QuPath-segmented multiplex imaging data (Phenocycler spleen tissue) with ~500K annotations across 13 images from 10 samples. Need to compare vessel density, morphology, tissue architecture, and follicle vascularization across 3 genotype groups with very small n (3-4 per group). Standard parametric tests are inappropriate; need non-parametric framework with effect size reporting.

Verified Workflow

1. Shared data_utils.py module pattern

Centralize all data loading, genotype mapping, filtering, and statistics in one module imported by all notebooks:

# analysis/data_utils.py — key functions:
# load_data() → reads CSV, adds Sample/Genotype columns, drops exclusions
# get_regions(df) / get_vessels(df) → filter by Classification
# compute_density(df) → vessel count / region area (mm²), with RedPulp normalization
# assign_vessels_to_follicles(df, image) → cKDTree nearest-centroid assignment
# full_stats_table(data, value_col) → Kruskal-Wallis + pairwise Mann-Whitney + Spearman dosage

2. Sample ID extraction from heterogeneous image names

def extract_sample_id(image_name):
    """Handles HDL011_PC33.ome.tiff, HDL052SPLN_2025Aug6_Scan1.er.qptiff, 1901HBMP004_PC29.ome.tiff"""

INFORMATION SHOWN:

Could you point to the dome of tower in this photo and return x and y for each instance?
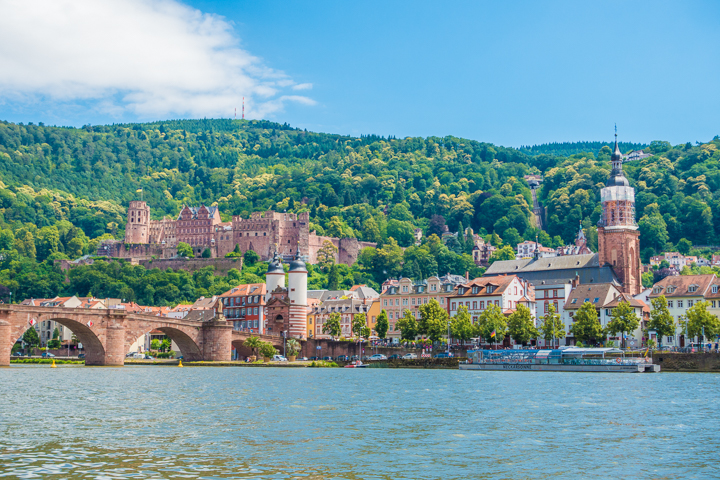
(617, 180)
(297, 264)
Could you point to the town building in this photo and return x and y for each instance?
(682, 293)
(286, 308)
(244, 306)
(203, 229)
(404, 294)
(505, 292)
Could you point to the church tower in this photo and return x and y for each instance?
(618, 235)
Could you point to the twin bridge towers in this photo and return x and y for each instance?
(107, 335)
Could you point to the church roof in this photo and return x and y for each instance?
(556, 269)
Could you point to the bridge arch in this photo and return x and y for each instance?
(184, 337)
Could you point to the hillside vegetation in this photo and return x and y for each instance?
(64, 189)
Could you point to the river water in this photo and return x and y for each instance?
(293, 423)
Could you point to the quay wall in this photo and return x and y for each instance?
(687, 362)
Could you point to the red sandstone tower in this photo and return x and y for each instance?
(618, 235)
(138, 226)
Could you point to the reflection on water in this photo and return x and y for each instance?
(275, 423)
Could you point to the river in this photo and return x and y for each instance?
(293, 423)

CHALLENGES:
1. Reproduce the QuPath workflow text verbatim, beginning at the words "QuPath-segmented multiplex imaging" and stopping after "effect size reporting.".
2. Carry on the QuPath workflow text from the point where it stops.

EXPECTED OUTPUTS:
1.
QuPath-segmented multiplex imaging data (Phenocycler spleen tissue) with ~500K annotations across 13 images from 10 samples. Need to compare vessel density, morphology, tissue architecture, and follicle vascularization across 3 genotype groups with very small n (3-4 per group). Standard parametric tests are inappropriate; need non-parametric framework with effect size reporting.

2.
    m = re.match(r"(HDL\d+)", image_name)
    if m: return m.group(1)
    m = re.match(r"(\d{4}HBMP\d+)", image_name)
    if m: return m.group(1)
    return image_name.split("_")[0]

3. Statistical framework for small n

# Omnibus: Kruskal-Wallis (non-parametric ANOVA)
# Pairwise: Mann-Whitney U with rank-biserial effect size r = 1 - 2U/(n1*n2)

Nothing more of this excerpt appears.